## Goal of the exercise
Look below for the line that has "positive clicks: (93, 312)". Set down the lines from there through the line that has "positive clicks: (78, 161)", exactly as written.

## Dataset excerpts
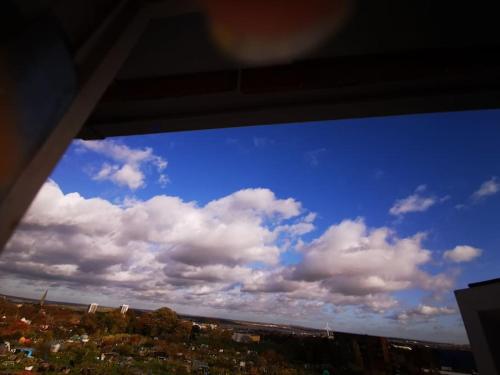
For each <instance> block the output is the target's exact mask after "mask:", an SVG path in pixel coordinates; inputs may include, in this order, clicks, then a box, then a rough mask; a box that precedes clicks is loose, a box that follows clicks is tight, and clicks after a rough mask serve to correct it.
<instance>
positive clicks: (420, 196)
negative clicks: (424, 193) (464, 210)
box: [389, 185, 450, 216]
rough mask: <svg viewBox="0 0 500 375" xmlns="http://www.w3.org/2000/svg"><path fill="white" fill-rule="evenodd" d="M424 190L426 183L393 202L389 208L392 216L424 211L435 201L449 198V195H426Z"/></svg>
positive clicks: (430, 207) (438, 201)
mask: <svg viewBox="0 0 500 375" xmlns="http://www.w3.org/2000/svg"><path fill="white" fill-rule="evenodd" d="M426 190H427V186H426V185H420V186H418V187H417V188H416V189H415V192H414V193H413V194H411V195H410V196H408V197H406V198H403V199H398V200H397V201H396V202H394V205H393V206H392V207H391V208H390V210H389V213H390V214H391V215H394V216H402V215H405V214H407V213H410V212H424V211H427V210H428V209H429V208H431V207H432V206H434V205H435V204H436V203H439V202H445V201H447V200H448V199H449V198H450V197H449V196H445V197H442V198H437V197H435V196H430V195H427V196H426V195H424V193H425V191H426Z"/></svg>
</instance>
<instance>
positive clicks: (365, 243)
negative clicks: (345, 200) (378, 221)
mask: <svg viewBox="0 0 500 375" xmlns="http://www.w3.org/2000/svg"><path fill="white" fill-rule="evenodd" d="M423 238H424V235H423V234H421V233H419V234H416V235H415V236H413V237H408V238H402V239H400V238H397V237H396V236H395V234H394V233H393V232H392V231H391V230H389V229H388V228H384V227H382V228H375V229H371V230H370V229H368V228H367V227H366V225H365V223H364V221H363V220H361V219H358V220H355V221H352V220H344V221H342V222H341V223H340V224H338V225H333V226H331V227H330V228H329V229H328V230H327V231H326V232H325V233H324V234H323V235H322V236H321V237H319V238H318V239H316V240H314V241H312V242H311V243H309V244H305V245H302V247H301V252H302V253H303V255H304V259H303V261H302V263H300V264H299V265H298V266H297V268H296V269H295V271H294V274H293V278H294V279H296V280H305V281H309V282H320V284H321V286H322V287H324V288H326V289H328V290H329V291H330V292H331V293H340V294H342V295H347V296H369V295H377V294H386V293H390V292H394V291H398V290H404V289H409V288H415V287H420V288H424V289H430V290H435V289H438V288H442V287H444V286H445V285H443V282H442V281H443V280H441V281H440V282H436V280H439V279H444V280H446V279H447V278H446V276H445V275H442V274H440V275H436V276H432V275H429V274H427V273H425V272H424V271H422V270H421V269H420V266H422V265H423V264H426V263H428V262H429V261H430V260H431V252H430V251H429V250H426V249H424V248H423V247H422V244H421V242H422V239H423ZM433 281H434V282H433ZM451 283H452V280H449V283H445V284H446V286H449V285H450V284H451Z"/></svg>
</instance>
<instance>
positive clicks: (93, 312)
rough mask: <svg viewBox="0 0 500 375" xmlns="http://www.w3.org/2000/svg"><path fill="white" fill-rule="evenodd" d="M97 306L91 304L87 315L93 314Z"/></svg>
mask: <svg viewBox="0 0 500 375" xmlns="http://www.w3.org/2000/svg"><path fill="white" fill-rule="evenodd" d="M97 306H99V305H98V304H97V303H91V304H90V306H89V309H88V311H87V312H88V313H89V314H95V312H96V311H97Z"/></svg>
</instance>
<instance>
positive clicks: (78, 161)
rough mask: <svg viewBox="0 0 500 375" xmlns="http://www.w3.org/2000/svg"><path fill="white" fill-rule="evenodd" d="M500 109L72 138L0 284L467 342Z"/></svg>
mask: <svg viewBox="0 0 500 375" xmlns="http://www.w3.org/2000/svg"><path fill="white" fill-rule="evenodd" d="M499 121H500V111H480V112H461V113H446V114H431V115H415V116H401V117H390V118H374V119H359V120H345V121H344V120H342V121H329V122H316V123H304V124H287V125H279V126H258V127H244V128H233V129H220V130H208V131H197V132H183V133H171V134H156V135H148V136H137V137H127V138H117V139H111V140H105V141H101V142H94V143H85V142H78V141H77V142H75V143H74V144H73V145H72V146H71V147H70V148H69V149H68V151H67V153H66V154H65V156H64V158H63V159H62V160H61V162H60V163H59V165H58V166H57V168H56V169H55V171H54V172H53V174H52V176H51V180H50V182H48V183H47V184H46V186H44V188H42V191H41V193H40V195H39V197H38V198H37V201H35V203H34V204H33V206H32V208H31V210H30V213H28V215H27V217H26V218H25V221H24V223H25V224H23V225H24V227H23V225H22V226H21V227H20V229H19V230H18V232H17V233H16V235H15V236H14V238H13V239H12V240H11V242H10V243H9V246H8V248H7V251H6V252H5V253H4V256H3V257H2V258H0V272H2V274H1V275H2V277H3V278H4V282H3V284H2V285H4V287H3V288H2V289H3V290H2V291H3V292H10V293H14V294H18V295H26V296H35V295H37V294H38V293H39V292H40V290H42V289H43V288H45V287H47V286H48V287H49V294H50V295H51V298H52V299H69V300H72V301H76V302H90V299H92V300H95V301H98V302H100V303H103V304H108V305H109V304H113V303H115V304H118V303H120V302H121V301H123V300H124V299H126V300H127V301H128V302H130V301H132V305H135V306H137V307H157V306H161V305H164V304H167V305H171V306H173V307H175V308H176V309H177V310H179V311H181V312H185V313H192V314H208V315H214V316H221V317H231V318H241V319H251V320H259V321H273V322H290V323H295V324H301V325H308V326H315V327H322V326H324V325H325V323H326V322H327V321H328V322H330V325H331V326H332V327H334V329H337V330H341V331H353V332H363V333H372V334H381V335H393V336H405V337H412V338H419V339H436V337H439V339H440V340H441V341H453V342H466V341H467V339H466V335H465V331H464V329H463V326H462V323H461V319H460V316H459V314H458V313H457V306H456V303H455V300H454V297H453V294H452V292H453V290H454V289H459V288H464V287H466V286H467V284H468V283H470V282H475V281H481V280H486V279H491V278H495V277H498V276H499V273H500V272H499V271H500V267H499V261H500V253H499V252H498V250H497V248H498V247H499V245H500V231H498V222H499V212H500V210H499V209H500V180H499V179H498V178H497V177H496V176H500V153H499V152H498V149H499V146H500V126H499V125H498V123H499ZM44 189H45V190H46V191H45V192H44ZM238 192H240V193H238ZM70 193H77V194H70ZM159 196H167V197H169V198H168V199H165V200H161V199H157V198H158V197H159ZM95 198H99V199H98V200H96V199H95ZM51 202H54V204H53V206H54V207H52V205H51ZM47 207H51V208H50V209H48V208H47ZM71 207H74V208H71ZM49 211H50V212H49ZM97 213H99V214H97ZM95 215H97V216H95ZM94 216H95V217H94ZM89 218H91V219H89ZM139 218H143V219H139ZM174 219H175V220H174ZM99 220H102V221H103V222H102V224H99ZM94 224H95V225H94ZM108 226H109V228H108ZM33 227H36V228H35V229H33ZM69 227H71V230H69V229H68V228H69ZM153 227H154V228H155V229H154V230H153V229H151V228H153ZM61 228H64V229H61ZM99 228H102V231H99ZM107 228H108V229H107ZM36 236H40V238H39V241H33V238H36ZM246 236H248V238H246ZM29 239H31V242H30V240H29ZM50 241H54V242H53V243H51V242H50ZM42 243H44V244H48V243H51V246H50V248H49V246H48V245H47V246H44V245H41V244H42ZM58 246H61V251H56V250H54V249H55V248H56V247H58ZM63 248H64V249H65V251H66V252H63V251H62V249H63ZM95 249H98V251H97V252H96V254H95V257H94V258H95V260H96V262H99V263H92V261H93V260H94V258H92V255H91V254H93V253H92V251H94V250H95ZM19 250H23V251H24V252H28V253H29V257H28V258H29V267H31V266H33V267H34V265H35V264H37V265H38V266H37V267H35V268H33V269H34V270H36V272H35V271H33V272H30V271H26V270H27V269H28V268H27V267H28V263H23V262H27V260H26V259H21V258H19V256H16V254H18V253H19ZM35 250H36V251H35ZM68 251H69V252H70V253H71V255H70V256H69V255H67V254H68V253H67V252H68ZM80 253H82V254H80ZM89 254H90V255H89ZM134 254H137V256H136V255H134ZM228 254H229V255H228ZM62 258H64V259H63V260H61V259H62ZM66 258H67V259H66ZM382 258H383V259H384V261H382V262H381V261H380V259H382ZM55 259H57V260H55ZM37 262H38V263H37ZM23 270H24V271H23ZM113 275H115V276H113ZM146 276H147V278H146Z"/></svg>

## Completed exercise
positive clicks: (93, 312)
rough mask: <svg viewBox="0 0 500 375" xmlns="http://www.w3.org/2000/svg"><path fill="white" fill-rule="evenodd" d="M97 306L91 304L87 315L93 314Z"/></svg>
mask: <svg viewBox="0 0 500 375" xmlns="http://www.w3.org/2000/svg"><path fill="white" fill-rule="evenodd" d="M97 306H99V305H98V304H97V303H91V304H90V306H89V309H88V311H87V312H88V313H89V314H95V312H96V311H97Z"/></svg>
</instance>
<instance>
positive clicks: (78, 161)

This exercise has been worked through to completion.